CWA was a tough sell with Cingular Wireless employees in eastern Pennsylvania until they saw their job security on the line, learned about new benefits they would have under the union contract and saw the results of mobilization in another state by organized Cingular workers.

District 13 Vice President Vince Maisano reported that on July 23 the American Arbitration Association certified that a significant majority of 179 Cingular retail sales, administrative support workers and technicians chose CWA through card check.

Local 13000 Organizer Harry Arnold said his local started organizing Cingular about three years ago, shortly after Cingular acquired Comcast/CellularOne.

The technicians were happy. Before the transition in late 2001, the old company, competing with Verizon and Sprint to retain technicians, had increased their wages and vacation as an incentive for them to stay with the company.

"But when Cingular came in," Arnold said, "people started to realize things weren't so good."

One of the first things the company did was to consolidate operations in eastern Pennsylvania, sending about 400 customer service jobs to centers in Tulsa, Okla., and Dallas and Wichita Falls, Texas.

Still, after being retained at a premium, Arnold said, the technicians felt secure in their jobs.

Then, about a year ago, rumors began circulating of Cingular's plan to merge with AT&T Wireless. No one knew what to expect.

(Position annotation records)
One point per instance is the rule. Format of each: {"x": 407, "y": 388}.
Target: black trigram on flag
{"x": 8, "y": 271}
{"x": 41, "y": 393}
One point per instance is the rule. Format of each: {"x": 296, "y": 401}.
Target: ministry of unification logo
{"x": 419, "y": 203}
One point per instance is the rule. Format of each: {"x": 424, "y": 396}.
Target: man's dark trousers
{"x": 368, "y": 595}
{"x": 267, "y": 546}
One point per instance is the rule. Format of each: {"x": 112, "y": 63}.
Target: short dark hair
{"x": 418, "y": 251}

#### Prompt 1
According to the Cingular organizing text, how many Cingular workers were in the group whose majority chose CWA through card check?
#### Prompt 2
Carry on the Cingular organizing text from its last sentence.
The listing isn't needed for any of this.

#### Written answer 1
179 workers.

#### Written answer 2
"The workers saw the writing on the wall that things could change in a major way, and they saw that Cingular workers were organizing all over the country," Arnold said. "They could be left behind."

Other issues came into play. Retail sales employees went two years with no raises. There was no clear-cut procedure for promotions or training.

District 13 Organizing Coordinator Pam Tronsor said the workers learned what could be gained through solidarity, hearing about how Cingular workers in New York successfully mobilized in 2003 and changed an extremely punitive discipline policy. Though the change was supposed to be company-wide, Tronsor said, it had not been implemented in Pennsylvania.

Also, they learned that if covered by the CWA contract, they would become eligible to choose a lower cost point-of-service health plan that will become available Jan. 1, 2005.

Local 13000 officers and members and several CWA staff reps conducted a card-signing blitz at 39 locations on May 6. The new unit will roll into CWA's existing contract with Cingular.